* _DESCRIPTION OF THE TASK_: Here is a set of records. Copy them all exactly.

--

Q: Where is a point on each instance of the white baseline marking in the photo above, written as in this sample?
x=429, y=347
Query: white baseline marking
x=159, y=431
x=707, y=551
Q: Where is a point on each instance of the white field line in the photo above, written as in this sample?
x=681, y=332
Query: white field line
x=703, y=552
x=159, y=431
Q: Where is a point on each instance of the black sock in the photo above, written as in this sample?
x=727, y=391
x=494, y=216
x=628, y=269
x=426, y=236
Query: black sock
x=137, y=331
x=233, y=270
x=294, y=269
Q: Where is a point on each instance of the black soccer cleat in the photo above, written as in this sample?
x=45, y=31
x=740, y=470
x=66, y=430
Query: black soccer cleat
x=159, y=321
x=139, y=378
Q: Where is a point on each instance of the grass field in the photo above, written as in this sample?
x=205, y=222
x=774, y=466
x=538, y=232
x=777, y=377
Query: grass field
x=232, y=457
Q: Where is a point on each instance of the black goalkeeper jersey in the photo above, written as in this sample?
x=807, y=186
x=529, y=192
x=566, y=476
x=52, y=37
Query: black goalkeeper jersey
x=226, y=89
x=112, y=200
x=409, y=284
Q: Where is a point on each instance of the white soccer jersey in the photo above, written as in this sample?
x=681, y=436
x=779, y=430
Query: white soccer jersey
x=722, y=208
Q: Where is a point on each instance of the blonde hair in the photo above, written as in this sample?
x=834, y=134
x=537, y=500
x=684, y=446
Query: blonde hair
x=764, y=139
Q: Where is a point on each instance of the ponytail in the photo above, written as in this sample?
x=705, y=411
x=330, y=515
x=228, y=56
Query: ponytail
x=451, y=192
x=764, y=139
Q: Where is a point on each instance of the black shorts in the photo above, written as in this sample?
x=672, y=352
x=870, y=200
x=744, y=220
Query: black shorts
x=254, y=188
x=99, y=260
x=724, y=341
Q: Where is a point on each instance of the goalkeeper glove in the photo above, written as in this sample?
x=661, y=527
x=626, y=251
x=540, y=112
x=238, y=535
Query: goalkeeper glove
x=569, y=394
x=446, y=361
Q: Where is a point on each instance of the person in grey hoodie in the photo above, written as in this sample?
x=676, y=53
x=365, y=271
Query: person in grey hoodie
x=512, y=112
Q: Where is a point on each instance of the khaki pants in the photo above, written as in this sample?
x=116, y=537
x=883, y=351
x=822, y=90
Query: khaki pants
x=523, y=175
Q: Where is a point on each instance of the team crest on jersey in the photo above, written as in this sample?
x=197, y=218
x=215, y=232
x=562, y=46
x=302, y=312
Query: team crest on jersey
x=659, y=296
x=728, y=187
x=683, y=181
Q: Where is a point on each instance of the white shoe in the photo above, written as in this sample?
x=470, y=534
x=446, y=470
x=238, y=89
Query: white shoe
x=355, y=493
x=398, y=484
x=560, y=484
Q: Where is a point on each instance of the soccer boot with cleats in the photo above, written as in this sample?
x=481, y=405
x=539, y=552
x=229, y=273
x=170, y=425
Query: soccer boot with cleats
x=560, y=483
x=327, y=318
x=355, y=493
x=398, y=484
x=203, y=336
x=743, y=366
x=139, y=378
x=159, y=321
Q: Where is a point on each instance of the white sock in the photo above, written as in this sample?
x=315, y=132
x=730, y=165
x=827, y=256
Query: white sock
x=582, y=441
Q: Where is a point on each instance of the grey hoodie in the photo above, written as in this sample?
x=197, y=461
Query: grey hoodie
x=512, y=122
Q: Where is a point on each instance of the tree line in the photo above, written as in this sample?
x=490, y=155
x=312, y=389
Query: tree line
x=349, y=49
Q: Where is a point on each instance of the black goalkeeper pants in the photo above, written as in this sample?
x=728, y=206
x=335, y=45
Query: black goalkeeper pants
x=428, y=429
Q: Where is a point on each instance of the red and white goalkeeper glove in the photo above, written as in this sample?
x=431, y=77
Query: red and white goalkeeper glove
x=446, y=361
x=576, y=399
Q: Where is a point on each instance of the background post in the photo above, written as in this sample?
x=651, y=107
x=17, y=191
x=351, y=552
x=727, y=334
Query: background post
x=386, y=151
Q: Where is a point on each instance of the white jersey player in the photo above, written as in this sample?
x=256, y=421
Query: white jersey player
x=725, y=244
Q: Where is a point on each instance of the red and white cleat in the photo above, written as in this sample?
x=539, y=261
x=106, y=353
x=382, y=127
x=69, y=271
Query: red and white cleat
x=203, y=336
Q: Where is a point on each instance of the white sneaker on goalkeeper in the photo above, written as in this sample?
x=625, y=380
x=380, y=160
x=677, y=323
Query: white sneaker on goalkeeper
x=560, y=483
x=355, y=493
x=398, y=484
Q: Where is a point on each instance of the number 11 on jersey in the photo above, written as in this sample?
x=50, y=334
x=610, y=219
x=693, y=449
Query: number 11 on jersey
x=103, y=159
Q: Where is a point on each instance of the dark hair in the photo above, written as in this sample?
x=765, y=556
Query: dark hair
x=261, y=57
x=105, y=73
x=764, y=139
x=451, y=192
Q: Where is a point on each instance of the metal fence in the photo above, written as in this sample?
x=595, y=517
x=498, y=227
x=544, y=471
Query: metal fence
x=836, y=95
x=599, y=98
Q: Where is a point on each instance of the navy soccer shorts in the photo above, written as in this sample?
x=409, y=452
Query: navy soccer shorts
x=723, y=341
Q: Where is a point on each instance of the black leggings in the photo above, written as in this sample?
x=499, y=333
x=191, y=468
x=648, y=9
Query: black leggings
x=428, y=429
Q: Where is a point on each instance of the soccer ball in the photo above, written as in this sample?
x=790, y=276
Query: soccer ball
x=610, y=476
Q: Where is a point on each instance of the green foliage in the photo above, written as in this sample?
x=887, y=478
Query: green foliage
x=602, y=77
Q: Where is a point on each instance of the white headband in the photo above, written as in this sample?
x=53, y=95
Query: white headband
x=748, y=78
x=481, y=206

--

* _EXERCISE OUTPUT_:
Q: Where is a point on each instance of the white baseline marking in the photo above, written as in this sample?
x=429, y=347
Query: white baseline marking
x=159, y=431
x=707, y=551
Q: Where is a point on each instance of the white field line in the photo above, written as in this sample?
x=681, y=332
Query: white field line
x=703, y=552
x=159, y=431
Q: Where is a point on each instance of the black sock in the photo above, written as in this sample?
x=727, y=391
x=494, y=216
x=628, y=269
x=426, y=236
Query: black sock
x=137, y=331
x=233, y=270
x=294, y=269
Q: Where is a point on each instance of the black soccer cleat in the photo above, written as in this sample?
x=45, y=31
x=740, y=470
x=66, y=430
Query: black soccer cleat
x=159, y=321
x=139, y=378
Q: Where is a point on each instance of the grass field in the photo above, written as in this sample?
x=205, y=222
x=774, y=466
x=538, y=232
x=777, y=377
Query: grass field
x=232, y=457
Q: Where is a point on each instance of the black goalkeeper jersey in the photo above, written as in this sample?
x=807, y=186
x=529, y=192
x=566, y=476
x=52, y=37
Query: black goalkeeper jersey
x=226, y=89
x=112, y=200
x=409, y=284
Q: Where is a point on each instance of the white soccer jersey in the photo above, written as in this sample?
x=681, y=436
x=779, y=430
Query: white soccer jersey
x=722, y=208
Q: Where is a point on each instance of the blonde hair in the photo above, written as in this sample?
x=834, y=134
x=537, y=500
x=684, y=446
Query: blonde hair
x=764, y=139
Q: Where is a point on each instance of the ponytail in the photo above, written as in this sample?
x=705, y=411
x=330, y=515
x=228, y=56
Query: ponytail
x=451, y=192
x=764, y=139
Q: Where is a point on each instance of the black shorts in the photo above, written as in this sample?
x=672, y=352
x=870, y=200
x=744, y=220
Query: black shorts
x=254, y=188
x=99, y=260
x=724, y=341
Q: Where is a point on each instance of the goalkeeper glove in the photo above, written as in this sample?
x=661, y=527
x=626, y=251
x=540, y=112
x=238, y=535
Query: goalkeeper glove
x=569, y=394
x=446, y=361
Q: Where is a point on each instance of the person in grey hoodie in the photo above, written as in this sample?
x=676, y=53
x=365, y=271
Query: person in grey hoodie
x=512, y=112
Q: Where is a point on each instance of the khaki pants in the photo above, written as in this sample?
x=116, y=537
x=883, y=351
x=822, y=90
Query: khaki pants
x=523, y=175
Q: Where is a point on each instance of the team crest on jersey in the photo above, written as in this sample?
x=197, y=218
x=215, y=232
x=562, y=46
x=302, y=312
Query: team crest on jersey
x=659, y=296
x=728, y=187
x=683, y=181
Q: Where is a point on each instance of the white shoe in the photo above, written as in this sample?
x=470, y=534
x=446, y=470
x=238, y=89
Query: white shoe
x=355, y=493
x=398, y=484
x=560, y=484
Q: Where is a point on each instance of the soccer boot with cleats in the photo above, written as in this sample?
x=481, y=405
x=539, y=552
x=229, y=273
x=170, y=425
Query: soccer boot with cleats
x=560, y=483
x=327, y=318
x=355, y=493
x=398, y=484
x=203, y=336
x=743, y=366
x=139, y=378
x=159, y=321
Q: Where is a point on each instance of the white sock in the photo above, written as in this sample?
x=315, y=132
x=730, y=165
x=827, y=256
Query: white sock
x=582, y=441
Q: Where is a point on each instance of the grey hoodie in the photo above, written as in this sample?
x=197, y=461
Query: grey hoodie
x=512, y=122
Q: Where is a point on each instance of the tree line in the photo above, written as in this sample?
x=490, y=155
x=312, y=389
Query: tree line
x=349, y=49
Q: Where is a point on each instance of the black goalkeeper pants in the photo above, written as in this sample?
x=728, y=206
x=335, y=45
Query: black goalkeeper pants
x=428, y=429
Q: Where is a point on each instance of the red and white goalkeeper glove in the photo above, written as in this sample?
x=431, y=77
Query: red and white goalkeeper glove
x=446, y=361
x=576, y=399
Q: Where is a point on each instance of the background post in the photo above, written as in this sample?
x=651, y=107
x=17, y=191
x=351, y=552
x=727, y=334
Query: background post
x=386, y=151
Q: Where is a point on each instance of the white jersey player in the photo above, written as in this sample?
x=256, y=421
Query: white jersey player
x=725, y=244
Q: Where is a point on each instance of the red and white cleat in the photo above, written as in this sample?
x=539, y=261
x=106, y=353
x=382, y=127
x=69, y=271
Query: red and white cleat
x=203, y=336
Q: Where is a point on each instance of the white sneaker on goalkeeper in the photo above, written as in this sample?
x=625, y=380
x=380, y=160
x=677, y=323
Query: white sneaker on goalkeeper
x=560, y=483
x=355, y=493
x=398, y=484
Q: Where is a point on each instance of the number 11 on jersey in the photo above, written as in this sample?
x=50, y=334
x=610, y=219
x=693, y=449
Query: number 11 on jersey
x=103, y=159
Q: Where is a point on each instance of the dark hair in the photo above, written as in this sample?
x=765, y=556
Query: dark hair
x=261, y=57
x=105, y=73
x=764, y=139
x=451, y=192
Q: Where is a point on each instance of the metal fence in the photo above, written as in this sample?
x=595, y=517
x=498, y=227
x=544, y=471
Query: metal fence
x=836, y=95
x=599, y=98
Q: Where is a point on each instance of the navy soccer shorts in the photo above, written as in this sample?
x=409, y=452
Query: navy soccer shorts
x=723, y=341
Q: Where is a point on each instance of the black leggings in the photo above, written as in this sample?
x=499, y=333
x=191, y=468
x=648, y=9
Query: black leggings
x=428, y=429
Q: Where is a point on each instance of the soccer ball in the photo above, written as in this sample?
x=790, y=276
Query: soccer ball
x=610, y=476
Q: Where is a point on each instance of the green foliage in the photo above, written as in this sample?
x=887, y=478
Query: green foliage
x=602, y=77
Q: Where is a point on each instance of the white headband in the photo above, written as in this sample?
x=53, y=95
Query: white headband
x=748, y=78
x=481, y=206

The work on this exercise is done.